Extracted data entries
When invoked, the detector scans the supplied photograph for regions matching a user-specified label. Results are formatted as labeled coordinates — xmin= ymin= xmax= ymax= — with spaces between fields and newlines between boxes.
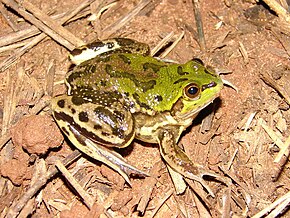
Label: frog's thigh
xmin=52 ymin=95 xmax=135 ymax=148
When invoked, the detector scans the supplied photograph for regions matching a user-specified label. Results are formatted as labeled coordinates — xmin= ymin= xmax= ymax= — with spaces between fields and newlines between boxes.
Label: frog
xmin=51 ymin=38 xmax=225 ymax=195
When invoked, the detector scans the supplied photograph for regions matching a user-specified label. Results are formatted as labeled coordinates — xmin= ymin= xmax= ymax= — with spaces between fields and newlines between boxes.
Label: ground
xmin=0 ymin=0 xmax=290 ymax=217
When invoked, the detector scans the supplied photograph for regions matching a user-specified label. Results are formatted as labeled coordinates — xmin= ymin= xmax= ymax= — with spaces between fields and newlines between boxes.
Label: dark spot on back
xmin=100 ymin=80 xmax=107 ymax=86
xmin=154 ymin=95 xmax=163 ymax=102
xmin=143 ymin=62 xmax=162 ymax=73
xmin=71 ymin=96 xmax=86 ymax=105
xmin=57 ymin=99 xmax=65 ymax=108
xmin=88 ymin=41 xmax=105 ymax=51
xmin=94 ymin=124 xmax=102 ymax=130
xmin=88 ymin=65 xmax=96 ymax=73
xmin=107 ymin=42 xmax=114 ymax=49
xmin=70 ymin=48 xmax=83 ymax=56
xmin=133 ymin=93 xmax=151 ymax=110
xmin=105 ymin=64 xmax=113 ymax=74
xmin=67 ymin=71 xmax=82 ymax=84
xmin=173 ymin=78 xmax=188 ymax=84
xmin=71 ymin=108 xmax=76 ymax=114
xmin=118 ymin=54 xmax=131 ymax=64
xmin=177 ymin=66 xmax=189 ymax=75
xmin=79 ymin=111 xmax=89 ymax=122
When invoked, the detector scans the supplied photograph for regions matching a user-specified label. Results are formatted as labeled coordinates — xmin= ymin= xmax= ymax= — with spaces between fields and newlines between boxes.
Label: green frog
xmin=51 ymin=38 xmax=224 ymax=194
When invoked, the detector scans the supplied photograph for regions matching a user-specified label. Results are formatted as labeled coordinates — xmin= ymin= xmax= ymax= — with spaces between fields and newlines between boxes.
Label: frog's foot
xmin=65 ymin=124 xmax=149 ymax=185
xmin=158 ymin=129 xmax=230 ymax=197
xmin=84 ymin=139 xmax=149 ymax=185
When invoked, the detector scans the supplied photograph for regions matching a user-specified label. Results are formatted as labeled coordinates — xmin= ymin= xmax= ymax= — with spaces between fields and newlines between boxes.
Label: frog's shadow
xmin=119 ymin=97 xmax=222 ymax=157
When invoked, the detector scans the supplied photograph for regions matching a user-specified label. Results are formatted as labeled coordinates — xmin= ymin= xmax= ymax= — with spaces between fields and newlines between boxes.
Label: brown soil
xmin=0 ymin=0 xmax=290 ymax=217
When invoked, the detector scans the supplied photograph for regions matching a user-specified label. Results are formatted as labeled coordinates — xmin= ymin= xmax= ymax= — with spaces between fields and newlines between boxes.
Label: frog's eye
xmin=184 ymin=83 xmax=200 ymax=99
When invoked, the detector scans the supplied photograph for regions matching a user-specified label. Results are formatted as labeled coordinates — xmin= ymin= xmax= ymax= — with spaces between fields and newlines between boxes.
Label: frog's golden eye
xmin=184 ymin=83 xmax=200 ymax=99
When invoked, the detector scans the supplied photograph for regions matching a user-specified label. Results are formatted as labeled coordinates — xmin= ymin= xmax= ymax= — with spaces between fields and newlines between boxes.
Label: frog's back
xmin=65 ymin=52 xmax=221 ymax=113
xmin=66 ymin=53 xmax=167 ymax=93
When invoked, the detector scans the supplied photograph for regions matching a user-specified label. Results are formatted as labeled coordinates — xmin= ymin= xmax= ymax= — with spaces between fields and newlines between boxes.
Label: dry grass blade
xmin=252 ymin=190 xmax=290 ymax=218
xmin=260 ymin=71 xmax=290 ymax=105
xmin=0 ymin=9 xmax=90 ymax=48
xmin=149 ymin=189 xmax=173 ymax=218
xmin=2 ymin=67 xmax=25 ymax=135
xmin=6 ymin=150 xmax=82 ymax=218
xmin=2 ymin=0 xmax=74 ymax=50
xmin=0 ymin=0 xmax=93 ymax=72
xmin=239 ymin=41 xmax=249 ymax=64
xmin=0 ymin=2 xmax=18 ymax=31
xmin=101 ymin=0 xmax=151 ymax=39
xmin=150 ymin=31 xmax=174 ymax=56
xmin=55 ymin=160 xmax=94 ymax=208
xmin=262 ymin=0 xmax=290 ymax=23
xmin=160 ymin=31 xmax=184 ymax=58
xmin=260 ymin=119 xmax=284 ymax=149
xmin=0 ymin=40 xmax=29 ymax=53
xmin=274 ymin=135 xmax=290 ymax=163
xmin=221 ymin=188 xmax=232 ymax=218
xmin=192 ymin=0 xmax=206 ymax=50
xmin=192 ymin=191 xmax=212 ymax=218
xmin=15 ymin=0 xmax=84 ymax=47
xmin=136 ymin=161 xmax=161 ymax=214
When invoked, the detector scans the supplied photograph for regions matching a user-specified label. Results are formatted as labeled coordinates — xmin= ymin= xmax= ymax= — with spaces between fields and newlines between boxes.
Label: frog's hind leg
xmin=52 ymin=95 xmax=148 ymax=185
xmin=70 ymin=125 xmax=149 ymax=185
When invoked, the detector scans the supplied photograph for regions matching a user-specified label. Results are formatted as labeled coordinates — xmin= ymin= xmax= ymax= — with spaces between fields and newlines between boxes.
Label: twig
xmin=2 ymin=0 xmax=82 ymax=50
xmin=16 ymin=0 xmax=84 ymax=47
xmin=260 ymin=71 xmax=290 ymax=105
xmin=0 ymin=0 xmax=93 ymax=72
xmin=0 ymin=9 xmax=90 ymax=48
xmin=149 ymin=189 xmax=173 ymax=218
xmin=260 ymin=118 xmax=284 ymax=149
xmin=239 ymin=41 xmax=249 ymax=64
xmin=0 ymin=2 xmax=18 ymax=31
xmin=274 ymin=134 xmax=290 ymax=163
xmin=262 ymin=0 xmax=290 ymax=23
xmin=150 ymin=31 xmax=174 ymax=56
xmin=136 ymin=161 xmax=161 ymax=214
xmin=101 ymin=0 xmax=151 ymax=39
xmin=160 ymin=31 xmax=185 ymax=58
xmin=6 ymin=150 xmax=82 ymax=218
xmin=192 ymin=0 xmax=206 ymax=50
xmin=0 ymin=40 xmax=29 ymax=53
xmin=251 ymin=190 xmax=290 ymax=218
xmin=55 ymin=160 xmax=94 ymax=208
xmin=259 ymin=118 xmax=290 ymax=181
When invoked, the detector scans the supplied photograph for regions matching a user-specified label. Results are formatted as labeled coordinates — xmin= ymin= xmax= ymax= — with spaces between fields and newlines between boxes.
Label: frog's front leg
xmin=51 ymin=95 xmax=148 ymax=184
xmin=157 ymin=127 xmax=228 ymax=196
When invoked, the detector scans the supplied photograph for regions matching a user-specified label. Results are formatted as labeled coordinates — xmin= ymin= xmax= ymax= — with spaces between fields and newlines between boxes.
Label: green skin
xmin=51 ymin=38 xmax=224 ymax=190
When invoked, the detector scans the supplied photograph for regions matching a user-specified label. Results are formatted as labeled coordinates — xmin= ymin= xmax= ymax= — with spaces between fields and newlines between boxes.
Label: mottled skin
xmin=51 ymin=38 xmax=224 ymax=193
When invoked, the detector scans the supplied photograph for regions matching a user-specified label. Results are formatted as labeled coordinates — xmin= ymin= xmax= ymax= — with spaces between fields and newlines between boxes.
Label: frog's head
xmin=172 ymin=60 xmax=223 ymax=121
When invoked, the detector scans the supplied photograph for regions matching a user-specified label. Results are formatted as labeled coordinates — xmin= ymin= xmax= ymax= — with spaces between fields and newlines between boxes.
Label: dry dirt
xmin=0 ymin=0 xmax=290 ymax=217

- Brief -
Return exactly the lines of the data, and only those, from the line with "Label: frog's front leg" through the last line, inclusive.

- Your response -
Label: frog's front leg
xmin=51 ymin=95 xmax=148 ymax=184
xmin=157 ymin=127 xmax=228 ymax=196
When invoked, the detector scans the supplied photograph for regions matching a user-specified label. Results are formatted as labeled coordinates — xmin= ymin= xmax= ymax= — with spaces between fields and newlines between boxes.
Label: green skin
xmin=51 ymin=38 xmax=224 ymax=190
When invoked, the detector scans the supplied photograph for regions matching a user-specified label. Results are formatted as labeled coordinates — xmin= ymin= xmax= ymax= — with spaces between fields and newlines between boxes.
Label: mottled skin
xmin=51 ymin=38 xmax=224 ymax=193
When invoked, the detector scans the supplied photograph for regions matching a user-specified label. Results are formatted as labeled coordinates — xmin= ymin= xmax= ymax= — with spaces between fields and newlines between boxes.
Label: frog's head
xmin=172 ymin=60 xmax=223 ymax=121
When invoked, the detector scans the supplied photograph for regions matching a user-specified label. Results are formatted as labeled coordinates — xmin= ymin= xmax= ymax= — with spaces between fields and newlines between boxes.
Label: dry dirt
xmin=0 ymin=0 xmax=290 ymax=217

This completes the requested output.